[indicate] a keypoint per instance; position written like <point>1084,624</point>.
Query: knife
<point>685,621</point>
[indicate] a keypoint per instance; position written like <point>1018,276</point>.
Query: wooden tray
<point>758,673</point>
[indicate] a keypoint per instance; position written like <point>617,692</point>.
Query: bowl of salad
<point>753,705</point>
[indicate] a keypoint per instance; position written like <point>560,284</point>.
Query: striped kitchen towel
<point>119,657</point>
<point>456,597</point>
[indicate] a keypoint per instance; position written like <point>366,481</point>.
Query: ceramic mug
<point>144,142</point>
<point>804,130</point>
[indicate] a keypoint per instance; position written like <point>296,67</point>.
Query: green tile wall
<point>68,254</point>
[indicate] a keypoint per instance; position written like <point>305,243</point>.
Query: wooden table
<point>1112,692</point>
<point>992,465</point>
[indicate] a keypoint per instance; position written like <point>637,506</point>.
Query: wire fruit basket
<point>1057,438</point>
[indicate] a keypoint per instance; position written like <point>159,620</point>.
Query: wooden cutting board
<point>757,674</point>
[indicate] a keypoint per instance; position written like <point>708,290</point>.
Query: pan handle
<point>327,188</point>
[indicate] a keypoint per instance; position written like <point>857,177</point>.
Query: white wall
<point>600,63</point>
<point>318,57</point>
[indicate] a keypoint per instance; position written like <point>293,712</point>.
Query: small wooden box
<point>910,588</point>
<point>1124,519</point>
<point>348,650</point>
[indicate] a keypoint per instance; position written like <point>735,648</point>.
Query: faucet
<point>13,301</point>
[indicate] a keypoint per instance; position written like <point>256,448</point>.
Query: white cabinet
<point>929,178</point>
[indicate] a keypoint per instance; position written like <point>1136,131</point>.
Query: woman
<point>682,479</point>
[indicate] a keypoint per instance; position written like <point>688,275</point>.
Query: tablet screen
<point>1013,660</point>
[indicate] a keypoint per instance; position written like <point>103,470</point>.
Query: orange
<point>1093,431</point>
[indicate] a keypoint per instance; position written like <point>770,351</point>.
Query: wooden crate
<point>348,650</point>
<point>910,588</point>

» **WORK ITEM**
Write out, from the lines above, only those from the line with "written like <point>296,67</point>." to the line with "written like <point>159,620</point>.", exactly as given, including the first and the last.

» **TASK RESULT**
[indicate] a keypoint per instance; position written like <point>296,67</point>.
Query: green tile wall
<point>68,254</point>
[indicate] a keypoint per instance; position written like <point>305,243</point>.
Query: wooden table
<point>1112,692</point>
<point>992,465</point>
[indicate] a keypoint per instance; position written like <point>637,506</point>.
Query: wire fruit basket
<point>1057,438</point>
[indicate] a keypoint per instance; position written like <point>159,620</point>.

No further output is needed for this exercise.